Aplica lo leído —
1 – Responde estas preguntas sobre el texto acerca de la decadencia física:
(a) ¿Qué parte del cuerpo chasca un buen día al agacharse?
(b) ¿A qué hay que recurrir cuando llega el dolor?
(c) ¿Qué día de la semana se escriben estas majaderías?
2 – Prolonga con un párrafo breve el texto sobre la decadencia física, empezando justo después de su última oración.

Texto para leer —
▽

Si hay algo que duele cuando se van cumpliendo años es la decadencia física. Sientes que tus manos y tus piernas, tu boca y tu oído, tu culo y tu pene pierden fuelle y se quejan donde antes jamás dijeron ni mu. Un buen día te agachas y chasca una rodilla y no sales de tu perplejidad hasta que los chasquidos son una música diaria e intimas con ellos y te adaptas componiendo sinfonías dodecafónicas. Un lujo, amigos, si no fuera porque de tanto chasquido armonioso llega el dolor y tienes que recurrir a los fármacos para que la música no cese. Dice mi médico que para disfrutar de una salud aceptable en la vejez hay que cuidarse antes y seguro que tiene razón, sin embargo yo, este que escribe estas majaderías los martes, jamás le he hecho caso. Me cuesta obedecer aunque en ello vaya mi futuro físico. Un majadero, ya os lo dije antes.

△

Extracto de datos —
▽

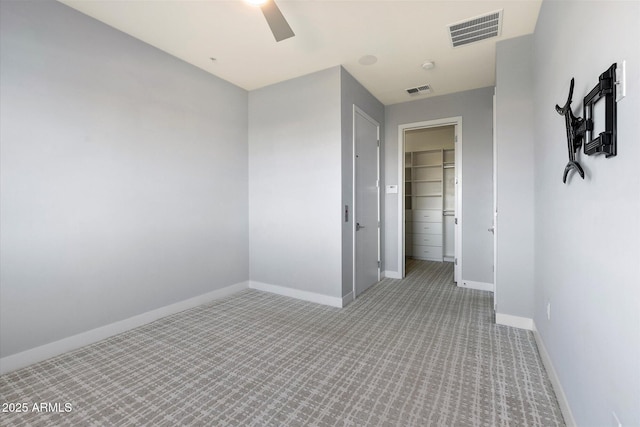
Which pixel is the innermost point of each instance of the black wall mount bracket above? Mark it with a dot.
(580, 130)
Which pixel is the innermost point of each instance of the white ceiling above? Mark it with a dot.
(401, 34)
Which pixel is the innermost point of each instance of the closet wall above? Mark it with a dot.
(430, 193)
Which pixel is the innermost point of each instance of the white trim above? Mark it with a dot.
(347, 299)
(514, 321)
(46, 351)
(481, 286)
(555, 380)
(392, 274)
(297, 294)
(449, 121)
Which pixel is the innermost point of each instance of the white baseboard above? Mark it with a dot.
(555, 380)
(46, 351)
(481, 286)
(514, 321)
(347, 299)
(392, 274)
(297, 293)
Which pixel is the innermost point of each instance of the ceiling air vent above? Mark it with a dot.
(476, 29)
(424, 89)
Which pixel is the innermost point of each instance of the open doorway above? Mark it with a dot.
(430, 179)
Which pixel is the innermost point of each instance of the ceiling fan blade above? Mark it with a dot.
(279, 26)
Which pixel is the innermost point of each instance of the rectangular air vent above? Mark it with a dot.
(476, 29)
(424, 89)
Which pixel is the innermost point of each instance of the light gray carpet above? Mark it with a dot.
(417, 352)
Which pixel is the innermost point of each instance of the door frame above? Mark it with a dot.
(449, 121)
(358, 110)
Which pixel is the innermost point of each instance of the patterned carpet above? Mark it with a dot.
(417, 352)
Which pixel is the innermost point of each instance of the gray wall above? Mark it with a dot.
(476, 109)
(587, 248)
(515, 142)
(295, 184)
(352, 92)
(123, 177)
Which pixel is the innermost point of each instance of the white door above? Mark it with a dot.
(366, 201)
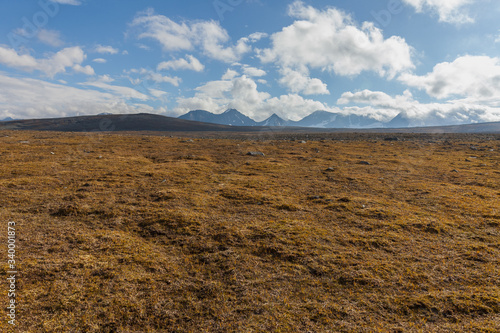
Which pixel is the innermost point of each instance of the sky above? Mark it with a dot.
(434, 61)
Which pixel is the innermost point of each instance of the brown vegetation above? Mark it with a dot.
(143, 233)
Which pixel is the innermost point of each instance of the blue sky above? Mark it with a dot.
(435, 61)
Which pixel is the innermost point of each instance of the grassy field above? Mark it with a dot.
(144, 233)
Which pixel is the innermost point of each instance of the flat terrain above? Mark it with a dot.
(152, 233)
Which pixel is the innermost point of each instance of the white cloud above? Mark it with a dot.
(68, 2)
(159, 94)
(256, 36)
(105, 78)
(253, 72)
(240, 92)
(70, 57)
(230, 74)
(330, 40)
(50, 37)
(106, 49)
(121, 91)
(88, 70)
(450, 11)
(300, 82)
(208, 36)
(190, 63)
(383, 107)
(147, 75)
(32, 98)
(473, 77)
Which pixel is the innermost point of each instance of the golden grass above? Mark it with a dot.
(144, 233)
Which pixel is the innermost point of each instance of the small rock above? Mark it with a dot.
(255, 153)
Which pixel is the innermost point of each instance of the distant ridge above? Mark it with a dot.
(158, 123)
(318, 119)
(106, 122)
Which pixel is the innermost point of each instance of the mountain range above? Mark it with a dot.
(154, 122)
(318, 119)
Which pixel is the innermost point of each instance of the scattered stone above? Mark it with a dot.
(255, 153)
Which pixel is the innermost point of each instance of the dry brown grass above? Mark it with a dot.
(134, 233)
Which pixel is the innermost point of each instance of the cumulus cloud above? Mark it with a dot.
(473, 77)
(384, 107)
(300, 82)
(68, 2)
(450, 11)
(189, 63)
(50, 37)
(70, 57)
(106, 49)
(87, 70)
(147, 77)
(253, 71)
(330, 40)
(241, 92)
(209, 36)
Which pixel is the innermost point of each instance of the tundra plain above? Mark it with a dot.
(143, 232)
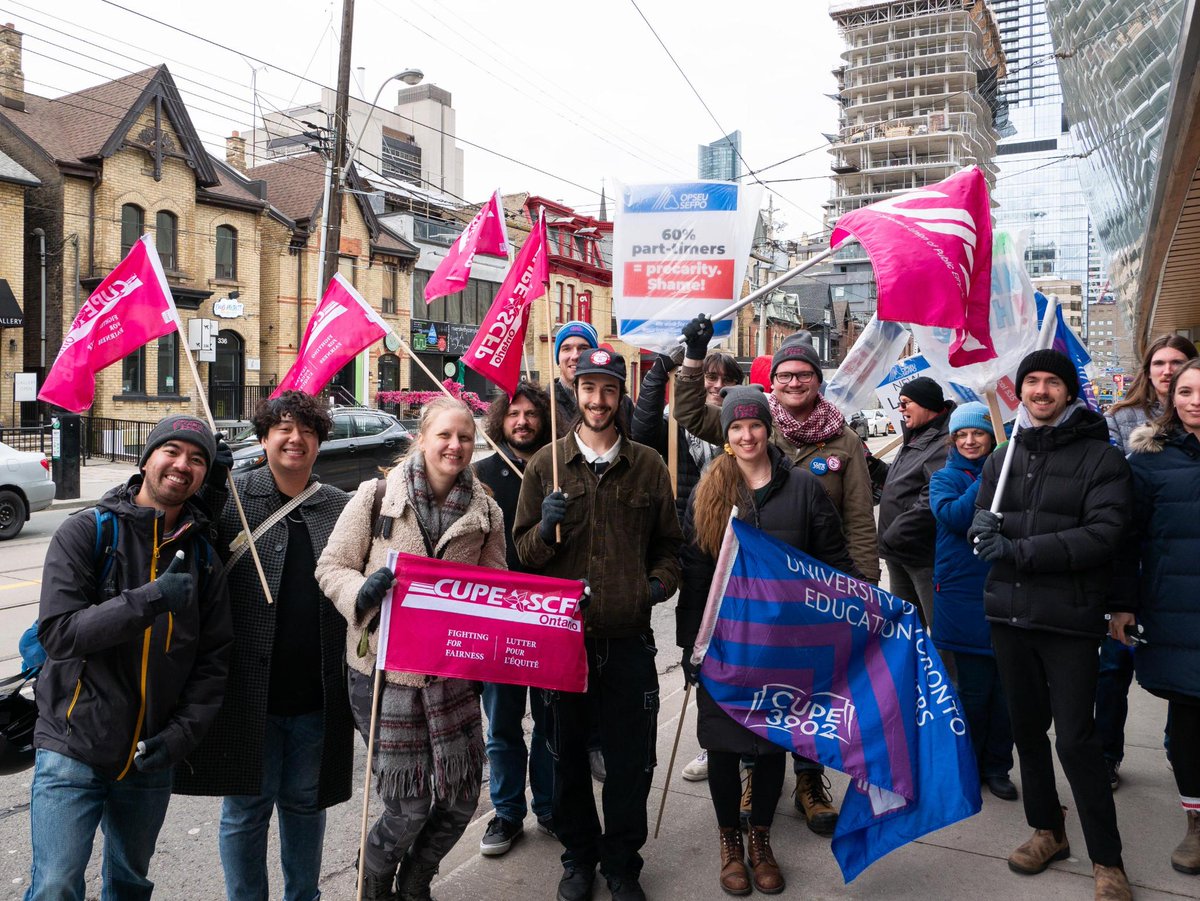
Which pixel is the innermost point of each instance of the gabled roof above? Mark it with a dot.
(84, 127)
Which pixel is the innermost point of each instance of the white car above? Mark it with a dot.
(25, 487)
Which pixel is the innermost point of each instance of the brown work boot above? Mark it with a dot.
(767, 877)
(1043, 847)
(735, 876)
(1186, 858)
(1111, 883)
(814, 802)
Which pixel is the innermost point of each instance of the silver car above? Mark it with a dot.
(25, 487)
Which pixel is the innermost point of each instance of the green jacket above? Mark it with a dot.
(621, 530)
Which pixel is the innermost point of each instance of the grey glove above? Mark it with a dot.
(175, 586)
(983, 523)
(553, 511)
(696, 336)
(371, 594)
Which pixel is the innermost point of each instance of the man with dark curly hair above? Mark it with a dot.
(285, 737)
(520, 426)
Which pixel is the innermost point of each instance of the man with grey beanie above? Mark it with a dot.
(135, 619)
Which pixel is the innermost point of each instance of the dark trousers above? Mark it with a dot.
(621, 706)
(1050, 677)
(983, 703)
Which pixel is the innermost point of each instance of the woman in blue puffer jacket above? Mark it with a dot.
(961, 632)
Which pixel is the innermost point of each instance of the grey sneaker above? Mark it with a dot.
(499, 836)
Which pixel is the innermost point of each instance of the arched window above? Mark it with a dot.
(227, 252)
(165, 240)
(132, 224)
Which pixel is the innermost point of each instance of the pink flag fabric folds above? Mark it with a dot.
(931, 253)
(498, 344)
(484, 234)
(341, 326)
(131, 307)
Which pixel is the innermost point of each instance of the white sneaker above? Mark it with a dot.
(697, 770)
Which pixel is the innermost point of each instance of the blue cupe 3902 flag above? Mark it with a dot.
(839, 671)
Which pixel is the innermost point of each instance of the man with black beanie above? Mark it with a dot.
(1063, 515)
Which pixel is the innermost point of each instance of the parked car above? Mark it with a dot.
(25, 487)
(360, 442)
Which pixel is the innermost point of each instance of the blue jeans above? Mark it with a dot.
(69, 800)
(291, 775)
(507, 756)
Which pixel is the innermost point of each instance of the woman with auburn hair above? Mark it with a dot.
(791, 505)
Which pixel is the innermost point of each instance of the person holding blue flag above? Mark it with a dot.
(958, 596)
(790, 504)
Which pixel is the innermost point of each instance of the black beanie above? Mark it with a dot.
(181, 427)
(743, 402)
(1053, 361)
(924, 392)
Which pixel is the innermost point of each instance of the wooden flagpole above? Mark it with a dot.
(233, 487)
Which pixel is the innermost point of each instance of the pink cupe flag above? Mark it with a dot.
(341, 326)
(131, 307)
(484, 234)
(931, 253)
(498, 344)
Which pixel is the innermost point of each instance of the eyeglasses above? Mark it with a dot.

△

Resultados esperados —
1 –
(a) Una rodilla.
(b) A los fármacos.
(c) Los martes.

2 –
El mes de diciembre desemboca siempre en un nuevo año y a la vez, particularmente, me cuelga un año más al lumbago de mi espalda. De niño disfrutaba sobremanera conjugar los regalos de las fiestas navideñas con los de cumpleaños y santo; me daban las vacaciones en el colegio el día de la lotería y comenzaba a hincharse mi ansiedad pueril hasta que explotaba el 6 de enero. También tuve hijos pequeños, cómplices perfectos para demorar unos años más la ilusión del regalo y sus mágicos conseguidores, pero poco tienen que ver con paulatino desencanto de echarse los años encima de un perecedero cuerpo. Vas soslayando el día indefectible cada vez con más desgana o, in extremis, tratas de rebelarte así como hice unos cuantos años atrás cuando me compré un tanga rojo y aparecí de esa guisa frente a Ana la noche de Navidad. Tuvo la suficiente educación y condescendencia para aguantar la risa durante unos minutos argumentando lo "bien calao" que me quedaba el tanga, luego estalló la carcajada y acabamos tirados en la cama hilarantes del todo.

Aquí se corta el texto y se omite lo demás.